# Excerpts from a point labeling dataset
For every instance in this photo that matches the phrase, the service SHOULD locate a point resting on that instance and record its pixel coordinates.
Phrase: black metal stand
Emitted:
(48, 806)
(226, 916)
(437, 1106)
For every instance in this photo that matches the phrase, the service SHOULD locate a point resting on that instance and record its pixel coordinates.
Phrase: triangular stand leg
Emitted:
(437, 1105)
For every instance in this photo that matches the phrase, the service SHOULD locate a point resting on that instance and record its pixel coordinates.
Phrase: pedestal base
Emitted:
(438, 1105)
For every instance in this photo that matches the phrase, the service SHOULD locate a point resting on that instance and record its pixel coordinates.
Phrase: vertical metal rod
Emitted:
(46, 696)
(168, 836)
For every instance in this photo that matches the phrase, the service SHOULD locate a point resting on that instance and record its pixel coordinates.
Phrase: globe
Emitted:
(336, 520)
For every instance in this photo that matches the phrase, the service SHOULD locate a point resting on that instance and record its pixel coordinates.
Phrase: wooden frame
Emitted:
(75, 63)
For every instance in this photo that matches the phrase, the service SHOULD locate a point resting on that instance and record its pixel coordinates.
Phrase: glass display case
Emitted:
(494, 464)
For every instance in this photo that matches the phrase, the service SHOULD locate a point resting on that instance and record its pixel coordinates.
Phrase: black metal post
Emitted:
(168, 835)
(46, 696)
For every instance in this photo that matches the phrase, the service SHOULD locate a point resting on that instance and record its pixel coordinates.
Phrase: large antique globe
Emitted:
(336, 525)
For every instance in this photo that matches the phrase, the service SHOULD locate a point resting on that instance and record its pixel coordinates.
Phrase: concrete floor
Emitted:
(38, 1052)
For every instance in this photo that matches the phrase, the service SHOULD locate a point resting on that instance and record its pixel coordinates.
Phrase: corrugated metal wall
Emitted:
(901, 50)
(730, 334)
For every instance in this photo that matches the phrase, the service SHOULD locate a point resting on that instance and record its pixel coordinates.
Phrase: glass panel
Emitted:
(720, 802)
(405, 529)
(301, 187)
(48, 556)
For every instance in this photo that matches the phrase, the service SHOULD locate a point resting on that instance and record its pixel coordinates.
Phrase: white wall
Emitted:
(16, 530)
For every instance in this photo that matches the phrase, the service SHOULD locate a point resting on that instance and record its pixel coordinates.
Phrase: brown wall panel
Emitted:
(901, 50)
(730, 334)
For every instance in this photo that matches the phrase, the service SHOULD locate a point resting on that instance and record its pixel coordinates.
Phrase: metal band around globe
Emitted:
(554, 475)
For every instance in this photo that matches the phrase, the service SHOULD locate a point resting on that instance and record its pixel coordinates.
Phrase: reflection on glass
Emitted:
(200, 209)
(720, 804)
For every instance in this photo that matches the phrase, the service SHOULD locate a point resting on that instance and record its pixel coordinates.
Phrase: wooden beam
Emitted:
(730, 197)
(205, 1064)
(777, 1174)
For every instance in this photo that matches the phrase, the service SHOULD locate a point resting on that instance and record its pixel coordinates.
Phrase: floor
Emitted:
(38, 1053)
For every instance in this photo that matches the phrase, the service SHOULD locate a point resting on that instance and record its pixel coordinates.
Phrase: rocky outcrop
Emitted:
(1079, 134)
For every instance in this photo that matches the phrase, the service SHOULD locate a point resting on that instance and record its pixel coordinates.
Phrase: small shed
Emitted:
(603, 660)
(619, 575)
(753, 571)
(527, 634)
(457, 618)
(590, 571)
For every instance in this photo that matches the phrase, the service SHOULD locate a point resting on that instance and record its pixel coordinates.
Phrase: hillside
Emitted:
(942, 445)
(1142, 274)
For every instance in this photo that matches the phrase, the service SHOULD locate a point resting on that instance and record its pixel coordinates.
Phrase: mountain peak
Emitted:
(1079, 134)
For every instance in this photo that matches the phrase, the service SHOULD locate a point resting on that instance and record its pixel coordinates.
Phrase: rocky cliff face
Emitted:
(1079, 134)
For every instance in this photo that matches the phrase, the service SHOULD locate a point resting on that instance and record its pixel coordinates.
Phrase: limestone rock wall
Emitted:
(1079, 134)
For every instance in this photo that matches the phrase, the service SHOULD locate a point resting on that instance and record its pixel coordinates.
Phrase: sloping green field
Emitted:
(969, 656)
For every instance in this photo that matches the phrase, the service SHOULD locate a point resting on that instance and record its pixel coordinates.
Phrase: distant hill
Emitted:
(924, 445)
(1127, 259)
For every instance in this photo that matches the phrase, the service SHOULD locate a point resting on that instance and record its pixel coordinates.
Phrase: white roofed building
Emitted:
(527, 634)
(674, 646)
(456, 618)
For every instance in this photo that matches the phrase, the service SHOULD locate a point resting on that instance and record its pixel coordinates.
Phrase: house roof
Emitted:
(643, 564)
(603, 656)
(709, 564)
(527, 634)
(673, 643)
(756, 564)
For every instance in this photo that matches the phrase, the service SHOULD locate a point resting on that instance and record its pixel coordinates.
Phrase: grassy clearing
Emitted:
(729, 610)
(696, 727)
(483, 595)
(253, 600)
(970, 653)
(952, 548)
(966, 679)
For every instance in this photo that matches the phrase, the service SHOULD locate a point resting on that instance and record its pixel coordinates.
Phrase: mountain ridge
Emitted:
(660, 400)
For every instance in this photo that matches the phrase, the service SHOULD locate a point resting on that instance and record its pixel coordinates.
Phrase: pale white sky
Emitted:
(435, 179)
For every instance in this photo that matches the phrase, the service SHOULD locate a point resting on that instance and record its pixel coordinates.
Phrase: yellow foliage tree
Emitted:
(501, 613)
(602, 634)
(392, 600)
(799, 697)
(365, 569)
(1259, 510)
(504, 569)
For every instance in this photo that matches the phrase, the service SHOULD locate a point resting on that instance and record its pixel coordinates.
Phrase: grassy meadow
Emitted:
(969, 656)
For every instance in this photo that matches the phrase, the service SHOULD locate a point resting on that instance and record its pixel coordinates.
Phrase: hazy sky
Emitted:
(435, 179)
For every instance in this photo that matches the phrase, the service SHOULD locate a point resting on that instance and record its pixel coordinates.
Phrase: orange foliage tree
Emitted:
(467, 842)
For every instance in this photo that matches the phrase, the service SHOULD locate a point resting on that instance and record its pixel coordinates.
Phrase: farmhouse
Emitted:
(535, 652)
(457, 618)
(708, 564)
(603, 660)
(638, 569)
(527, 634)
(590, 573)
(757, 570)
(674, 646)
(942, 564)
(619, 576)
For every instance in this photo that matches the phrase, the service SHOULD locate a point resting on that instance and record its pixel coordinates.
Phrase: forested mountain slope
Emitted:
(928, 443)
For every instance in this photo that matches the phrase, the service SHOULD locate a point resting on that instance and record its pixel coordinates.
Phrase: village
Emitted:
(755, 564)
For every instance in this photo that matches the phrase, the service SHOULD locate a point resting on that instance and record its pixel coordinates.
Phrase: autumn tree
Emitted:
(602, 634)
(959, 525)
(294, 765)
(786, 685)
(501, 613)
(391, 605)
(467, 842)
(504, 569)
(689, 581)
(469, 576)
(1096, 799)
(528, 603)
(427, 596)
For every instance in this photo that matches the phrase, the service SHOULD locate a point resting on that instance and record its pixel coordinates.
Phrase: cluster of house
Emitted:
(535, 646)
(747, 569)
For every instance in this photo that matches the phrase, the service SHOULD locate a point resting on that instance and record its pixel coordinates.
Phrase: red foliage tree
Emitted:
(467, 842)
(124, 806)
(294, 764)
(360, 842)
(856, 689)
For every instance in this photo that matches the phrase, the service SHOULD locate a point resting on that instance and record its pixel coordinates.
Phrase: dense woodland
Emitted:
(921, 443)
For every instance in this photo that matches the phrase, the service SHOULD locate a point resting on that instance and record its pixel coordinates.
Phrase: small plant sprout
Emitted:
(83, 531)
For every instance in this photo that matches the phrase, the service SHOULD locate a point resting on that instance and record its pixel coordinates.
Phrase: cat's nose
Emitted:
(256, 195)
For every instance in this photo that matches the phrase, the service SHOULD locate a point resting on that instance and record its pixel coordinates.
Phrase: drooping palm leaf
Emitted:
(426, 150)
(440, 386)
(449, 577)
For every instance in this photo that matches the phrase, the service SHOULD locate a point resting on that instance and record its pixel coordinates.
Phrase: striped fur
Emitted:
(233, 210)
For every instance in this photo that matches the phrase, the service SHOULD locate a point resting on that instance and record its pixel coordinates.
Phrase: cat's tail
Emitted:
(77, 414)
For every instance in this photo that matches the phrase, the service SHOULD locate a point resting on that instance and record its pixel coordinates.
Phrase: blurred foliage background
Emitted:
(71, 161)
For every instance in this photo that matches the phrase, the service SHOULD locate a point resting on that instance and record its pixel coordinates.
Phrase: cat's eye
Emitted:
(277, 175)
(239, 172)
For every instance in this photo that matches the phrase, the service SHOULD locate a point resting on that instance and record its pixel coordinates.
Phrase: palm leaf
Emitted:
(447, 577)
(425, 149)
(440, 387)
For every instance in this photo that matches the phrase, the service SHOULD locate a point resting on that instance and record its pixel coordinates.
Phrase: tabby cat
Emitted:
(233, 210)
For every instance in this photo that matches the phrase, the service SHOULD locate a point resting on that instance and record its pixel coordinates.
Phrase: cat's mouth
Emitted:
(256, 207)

# WHAT THE TASK ASKS
Rewrite the lines from the start of the material through the line containing "(437, 1106)", substituting "dark iron stand" for "black metal stand" and leaving everything else unchanged.

# RESULT OF THIS EXERCISE
For every instance in this photo that matches the phrase, the service SHOULD locate a point resting on that instance and record its pixel coordinates.
Phrase: dark iron stand
Emitted:
(48, 806)
(226, 916)
(437, 1106)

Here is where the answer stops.